- _Task directions_
Reproduce the listing below word for word and exclude any picture.

- Opening Delimiter -

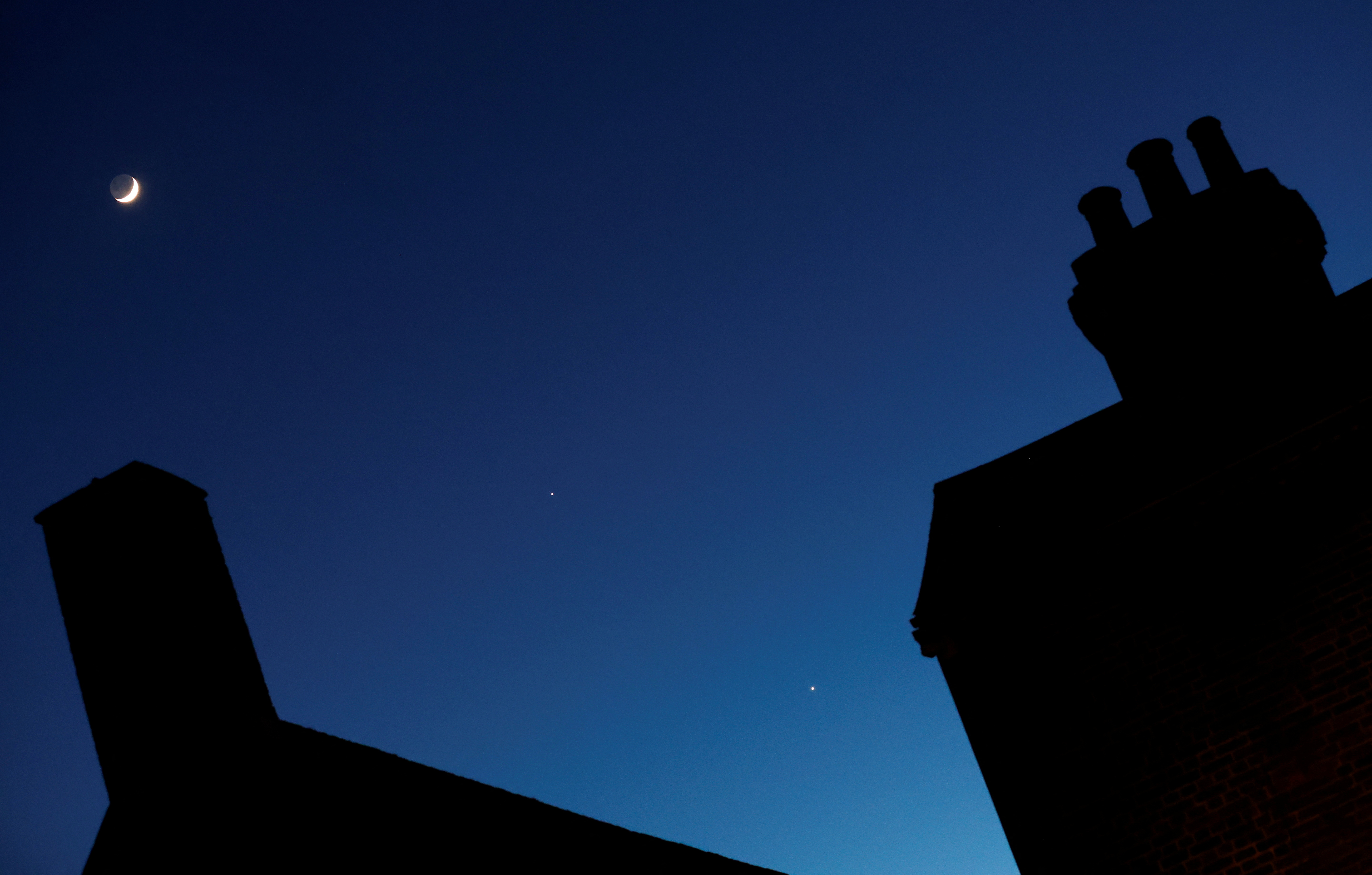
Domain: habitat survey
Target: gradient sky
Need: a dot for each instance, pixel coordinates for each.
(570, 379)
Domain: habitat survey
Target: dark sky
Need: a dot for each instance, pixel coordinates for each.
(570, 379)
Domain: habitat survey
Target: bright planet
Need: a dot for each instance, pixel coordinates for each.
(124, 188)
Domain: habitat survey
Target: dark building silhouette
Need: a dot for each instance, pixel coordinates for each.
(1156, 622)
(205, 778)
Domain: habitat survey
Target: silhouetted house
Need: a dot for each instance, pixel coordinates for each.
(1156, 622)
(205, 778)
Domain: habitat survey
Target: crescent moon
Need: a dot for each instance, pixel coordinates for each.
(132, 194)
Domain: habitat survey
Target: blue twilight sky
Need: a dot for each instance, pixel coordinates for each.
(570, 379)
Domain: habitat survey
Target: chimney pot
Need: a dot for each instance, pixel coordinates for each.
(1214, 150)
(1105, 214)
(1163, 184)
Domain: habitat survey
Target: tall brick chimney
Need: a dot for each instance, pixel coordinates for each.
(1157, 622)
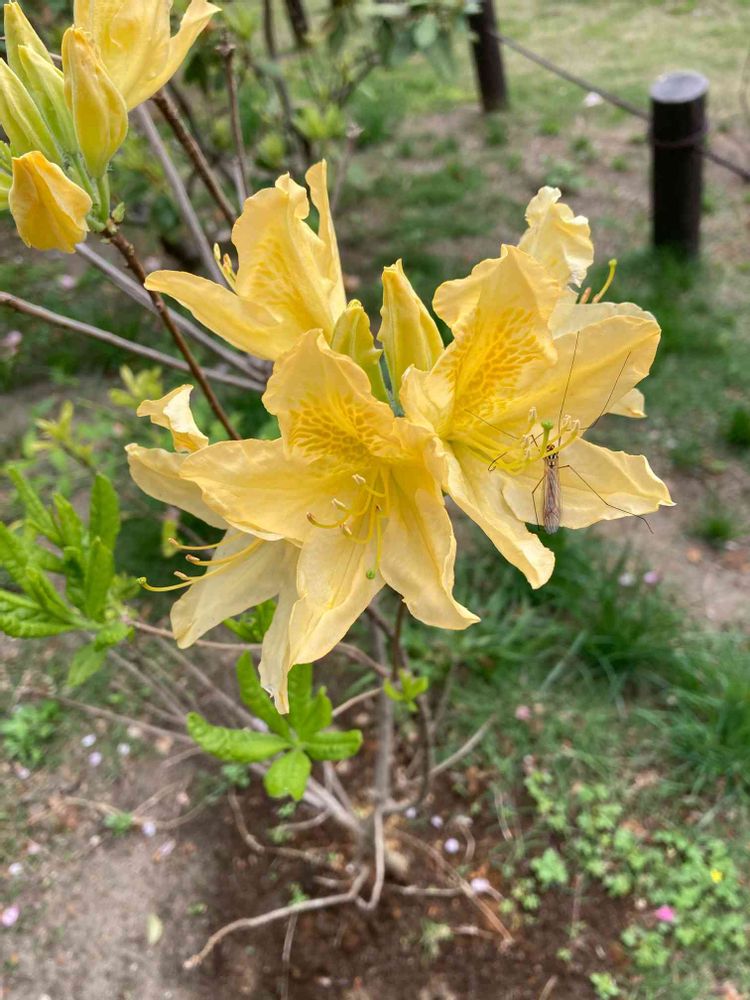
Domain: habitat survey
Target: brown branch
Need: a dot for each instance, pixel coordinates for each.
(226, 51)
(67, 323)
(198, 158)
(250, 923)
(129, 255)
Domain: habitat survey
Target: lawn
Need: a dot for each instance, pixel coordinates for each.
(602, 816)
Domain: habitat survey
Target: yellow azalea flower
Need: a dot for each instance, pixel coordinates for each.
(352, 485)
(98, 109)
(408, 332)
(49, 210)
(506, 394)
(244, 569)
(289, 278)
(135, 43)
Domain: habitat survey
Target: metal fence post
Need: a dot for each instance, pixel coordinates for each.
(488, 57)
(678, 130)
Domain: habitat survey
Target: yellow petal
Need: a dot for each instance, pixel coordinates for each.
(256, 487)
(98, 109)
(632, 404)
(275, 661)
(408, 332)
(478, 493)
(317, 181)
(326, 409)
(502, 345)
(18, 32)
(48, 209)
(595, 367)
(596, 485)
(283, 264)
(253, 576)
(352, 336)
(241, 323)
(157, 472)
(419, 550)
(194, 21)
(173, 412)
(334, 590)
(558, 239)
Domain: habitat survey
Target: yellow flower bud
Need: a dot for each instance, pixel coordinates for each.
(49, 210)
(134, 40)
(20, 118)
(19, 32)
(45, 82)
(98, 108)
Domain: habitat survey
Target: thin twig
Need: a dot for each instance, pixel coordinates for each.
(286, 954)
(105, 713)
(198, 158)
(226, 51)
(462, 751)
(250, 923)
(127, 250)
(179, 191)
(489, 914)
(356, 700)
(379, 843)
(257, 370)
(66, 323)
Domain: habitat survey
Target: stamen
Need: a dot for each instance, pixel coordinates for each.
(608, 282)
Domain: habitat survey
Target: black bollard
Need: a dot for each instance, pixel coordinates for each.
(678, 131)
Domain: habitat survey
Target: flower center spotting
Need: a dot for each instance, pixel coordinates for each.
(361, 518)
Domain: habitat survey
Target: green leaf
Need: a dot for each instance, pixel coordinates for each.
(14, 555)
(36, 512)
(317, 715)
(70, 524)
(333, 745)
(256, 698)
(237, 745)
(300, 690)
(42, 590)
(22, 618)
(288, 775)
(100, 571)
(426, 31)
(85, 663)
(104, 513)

- Closing Delimiter -

- _Solved problem_
Domain: habitat survey
Target: gradient sky
Need: a dot for each instance, pixel coordinates for each.
(570, 379)
Domain: habitat survey
Target: dark sky
Need: a dot for each instance, pixel coordinates for each.
(570, 379)
Domain: habitat survey
Target: bright planet
Need: a dot for each instance, pixel coordinates for each.
(124, 188)
Domain: habitat survey
Target: dark building silhouette
Need: a dot for each instance, pixel coordinates for each.
(1156, 622)
(205, 778)
Domain: habitat survey
Target: silhouetted house
Need: a dot for each instance, pixel coordinates for each.
(1156, 622)
(205, 778)
Domain: habitat survey
Target: crescent moon
Need: a dot for each instance, pixel coordinates for each.
(132, 194)
Domain: habitat survey
Target: blue twilight sky
Need: a dot for each instance, pixel coordinates for each.
(570, 379)
Domain: habitat survey
Target: chimney pot
Need: a dot for each instance, pixel coordinates for each.
(1214, 150)
(1105, 214)
(1163, 184)
Domain: habitat survey
Target: tall brick chimney
Need: a dot for each instance, pixel coordinates for each.
(1157, 622)
Domain: habitat survey
Target: brown branch
Need: a dot for each instance, pixel coordinates for each.
(226, 51)
(67, 323)
(198, 158)
(250, 923)
(129, 255)
Domain: habitat survey
Target: lawn
Need: a dot for each instance, pixel coordinates for each.
(602, 816)
Domain: habitat survey
Target: yellow azalea flower
Need: a dot for each instance, pixel coordinates for each.
(352, 485)
(98, 109)
(408, 332)
(49, 210)
(506, 394)
(244, 569)
(289, 278)
(135, 43)
Domain: habitat survey
Target: metal fence post
Need: a dot for each instance, pixel coordinates for each.
(488, 57)
(678, 130)
Domain: habitat survey
Target: yellow petal
Need: a dot for each instance, pixel coordinates for each.
(256, 487)
(98, 109)
(632, 404)
(275, 661)
(408, 332)
(478, 493)
(317, 181)
(326, 409)
(502, 345)
(18, 32)
(48, 209)
(595, 367)
(596, 485)
(283, 264)
(253, 576)
(352, 336)
(241, 323)
(157, 472)
(419, 550)
(194, 21)
(173, 412)
(334, 590)
(558, 239)
Domain: habitat survey
Target: yellow flower bud
Need: a dot for each instance, pixel coordinates for each.
(49, 210)
(134, 40)
(20, 118)
(19, 32)
(45, 82)
(98, 108)
Domain: habitat survey
Target: thin twig
Need: a dot for each instance, pixel coordinates for each.
(286, 954)
(105, 713)
(198, 158)
(226, 51)
(462, 751)
(250, 923)
(127, 250)
(179, 191)
(489, 914)
(356, 700)
(379, 843)
(257, 370)
(66, 323)
Domain: habitat survey
Target: stamen
Need: a dot for each instance, pixel coordinates for each.
(608, 282)
Domain: habitat survey
Target: black bollard
Need: a dot for each instance, pixel coordinates for each.
(678, 131)
Domain: habitat survey
Target: flower center spotting
Need: a dot for each instance, pixel coordinates for each.
(361, 518)
Domain: habitat survey
Target: green leaf
Need: a dot for each instance, pixel coordinates for each.
(14, 555)
(36, 512)
(317, 715)
(70, 524)
(333, 745)
(256, 698)
(237, 745)
(300, 690)
(42, 590)
(22, 618)
(288, 775)
(100, 571)
(426, 31)
(85, 663)
(104, 513)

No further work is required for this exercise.